◆ Exercise text ◆
□ □ □
Caring for an endangered visitor

 thehindu.com  11/22/2020 17:14:51 

Sometime in the early part of 1976, Dr H. R. Bustard, an international expert on turtles and crocodiles, discovered a mass nesting of Olive Ridley turtles at Gahirmatha in Odisha. Subsequently, another mass nesting location was found in Rushikulya, also in Odisha. This was the first time that Olive Ridley nesting pattern was known and researchers started to work on it.

A few years later, in the early 1980s, for the first time mature Olive Ridley turtles were seen crawling onto RK Beach to find a suitable nesting spot. The researchers in the Zoology Department, Andhra University, plunged into it and since then they have been monitoring the nesting pattern of the turtles which have been categorised as Vulnerable species by the IUCN Red list.

Today, there are about six sporadic Olive Ridley nesting spots along the coast of Visakhapatnam district from Pudimadaka in the south to Bheemunipatnam in the east.

Discovering the Olive Ridley at RK Beach was a big thing for us. But unlike Gahirmatha or Rushikulya, which are mass nesting centres and they (turtles) come in thousands, Visakhapatnam is a sporadic nesting centre, where they come in hundreds, says Professor Emeritus Bharata Lakshmi from the Zoology Department of Andhra University.

The Olive Ridley turtles that come to Visakhapatnam for nesting have their habitat in the Pacific Ocean or Indian Ocean. Their mating time is 40 to 45 days and thereafter the males go back to their habitat, while females come for nesting. They generally look for white beaches with a slope or gradient and that is how the beaches along the Visakhapatnam coast provide them a natural setting, she explains.

They are migratory species and their breeding area and living area are different. The mature females go back to their living area after the nesting period, she adds.

Potential area

In Visakhapatnam, there are about six nesting spots located in areas such as Naval Coast Battery, RK Beach, Pudimadaka, Jodugullapalem and Bheemunipatnam, says Pradeep Nath of the Visakha Society For Protection And Care Of Animals (VSPCA).

Every nesting centre is entrusted to four volunteers, who scout the 4 km radius from the protected area on a daily basis during the nesting period which is generally from November to March, and the peak being from January to February-end.

The mature female turtles come to the shore during high tide and lay the eggs. "Once they are spotted, we approach the nest after the mother leaves; we then gather the eggs scientifically and they are relaid at the protected areas. It takes about 45 to 60 days for the eggs to hatch and then we release the hatchlings into the sea, says Mr. Pradeep.

According to Prof. Bharata Lakshmi, each turtle lays 100 to 150 eggs and 80 to 90 of them hatch successfully. But the survival rate for the hatchlings at sea is said to be 1 out of every 1,000.

On the rise

In 1996, when the VSPCA initiated the protection programme with the government, there were about 23 nests. In 2019-20, the nests have gone up to 811. About 74,932 eggs were laid and 64,030 hatchlings released into the sea. "The success rate is around 85.4% by in situ protection," says Mr. Pradeep.

Both are of the opinion that the nesting has been on the rise and will continue to increase in the future due to the Imprint factor.

Elaborating the Imprint factor, Prof. Bharata Lakshmi says, "It has been proven that the place of nesting gets imprinted into the hatchlings. And once they become mature after 15 or 20 years, they come back to the same place of their nesting. Keeping this mind, if the nesting started in early 1980s, then this has been the factor for increased nesting along the Vizag coast over the years and it will increase in the coming years as more hatchlings will become mature."

Need for protection

Mr. Pradeep says the government should step up its initiative to protect the nesting sites, primarily from human intervention. "This year, the nesting result has been good as during March-April we had the lockdown due to the COVID-19 and turtle-human interaction was very less," he remarks.
□ □ □
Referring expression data
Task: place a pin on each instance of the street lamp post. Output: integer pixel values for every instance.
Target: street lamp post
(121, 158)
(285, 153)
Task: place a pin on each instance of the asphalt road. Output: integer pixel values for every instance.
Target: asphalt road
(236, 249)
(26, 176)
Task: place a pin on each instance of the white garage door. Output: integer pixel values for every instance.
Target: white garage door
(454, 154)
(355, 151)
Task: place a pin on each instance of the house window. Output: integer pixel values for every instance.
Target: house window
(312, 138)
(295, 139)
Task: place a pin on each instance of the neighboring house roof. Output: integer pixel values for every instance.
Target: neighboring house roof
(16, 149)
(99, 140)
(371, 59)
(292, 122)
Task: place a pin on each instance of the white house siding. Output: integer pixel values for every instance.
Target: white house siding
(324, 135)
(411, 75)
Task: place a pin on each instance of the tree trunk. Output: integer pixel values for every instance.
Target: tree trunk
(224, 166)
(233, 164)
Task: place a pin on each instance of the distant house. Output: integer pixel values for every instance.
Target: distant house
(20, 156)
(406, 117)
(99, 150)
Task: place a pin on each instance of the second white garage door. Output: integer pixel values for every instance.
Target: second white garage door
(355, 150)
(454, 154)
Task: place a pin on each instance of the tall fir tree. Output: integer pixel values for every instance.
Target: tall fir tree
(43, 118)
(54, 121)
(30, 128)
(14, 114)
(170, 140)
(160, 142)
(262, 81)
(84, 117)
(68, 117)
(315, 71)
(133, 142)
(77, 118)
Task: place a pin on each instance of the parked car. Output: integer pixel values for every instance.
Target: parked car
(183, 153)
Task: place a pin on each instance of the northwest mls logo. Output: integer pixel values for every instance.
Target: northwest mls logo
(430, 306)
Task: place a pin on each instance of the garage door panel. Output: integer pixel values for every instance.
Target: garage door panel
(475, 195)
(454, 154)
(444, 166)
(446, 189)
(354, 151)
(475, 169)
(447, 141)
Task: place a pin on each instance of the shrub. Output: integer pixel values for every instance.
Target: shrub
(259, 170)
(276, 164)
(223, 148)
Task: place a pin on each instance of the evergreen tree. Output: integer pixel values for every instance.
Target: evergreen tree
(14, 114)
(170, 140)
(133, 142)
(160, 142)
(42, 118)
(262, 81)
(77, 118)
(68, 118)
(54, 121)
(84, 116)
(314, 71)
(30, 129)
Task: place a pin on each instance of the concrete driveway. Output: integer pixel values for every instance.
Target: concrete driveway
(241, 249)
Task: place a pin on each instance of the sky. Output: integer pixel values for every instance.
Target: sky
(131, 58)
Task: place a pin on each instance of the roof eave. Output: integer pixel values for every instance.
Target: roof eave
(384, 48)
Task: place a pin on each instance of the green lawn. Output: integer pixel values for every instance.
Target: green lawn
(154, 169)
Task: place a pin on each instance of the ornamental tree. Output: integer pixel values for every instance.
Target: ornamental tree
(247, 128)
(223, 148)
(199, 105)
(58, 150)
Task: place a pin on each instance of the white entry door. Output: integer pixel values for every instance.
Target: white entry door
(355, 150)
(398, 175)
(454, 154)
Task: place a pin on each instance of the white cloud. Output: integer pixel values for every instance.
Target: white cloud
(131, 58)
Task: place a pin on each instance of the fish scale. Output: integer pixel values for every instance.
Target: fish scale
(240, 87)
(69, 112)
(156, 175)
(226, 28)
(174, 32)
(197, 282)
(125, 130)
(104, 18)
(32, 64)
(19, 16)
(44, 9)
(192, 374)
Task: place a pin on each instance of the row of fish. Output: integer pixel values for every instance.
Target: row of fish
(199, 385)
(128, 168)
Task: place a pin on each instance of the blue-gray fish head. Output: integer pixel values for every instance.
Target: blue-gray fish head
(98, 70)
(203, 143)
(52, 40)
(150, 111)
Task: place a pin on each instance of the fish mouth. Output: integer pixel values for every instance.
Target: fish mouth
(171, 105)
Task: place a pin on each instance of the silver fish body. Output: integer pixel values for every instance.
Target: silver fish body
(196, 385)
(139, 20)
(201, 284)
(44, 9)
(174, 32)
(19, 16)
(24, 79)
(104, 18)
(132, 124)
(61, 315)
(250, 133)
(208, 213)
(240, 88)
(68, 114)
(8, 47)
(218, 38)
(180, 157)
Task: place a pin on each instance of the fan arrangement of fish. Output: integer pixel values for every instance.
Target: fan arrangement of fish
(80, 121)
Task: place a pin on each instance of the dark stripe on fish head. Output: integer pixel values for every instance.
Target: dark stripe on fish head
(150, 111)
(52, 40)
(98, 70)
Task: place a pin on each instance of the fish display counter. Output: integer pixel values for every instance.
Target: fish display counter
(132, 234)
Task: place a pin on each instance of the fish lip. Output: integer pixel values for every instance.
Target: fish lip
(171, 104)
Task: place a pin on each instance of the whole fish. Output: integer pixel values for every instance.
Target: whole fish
□ □ □
◆ What the task asks ◆
Echo the Olive Ridley turtle article word for word, beginning at the words that contain "The Olive Ridley turtles" and stopping after "setting, she explains.".

◆ Answer space ◆
The Olive Ridley turtles that come to Visakhapatnam for nesting have their habitat in the Pacific Ocean or Indian Ocean. Their mating time is 40 to 45 days and thereafter the males go back to their habitat, while females come for nesting. They generally look for white beaches with a slope or gradient and that is how the beaches along the Visakhapatnam coast provide them a natural setting, she explains.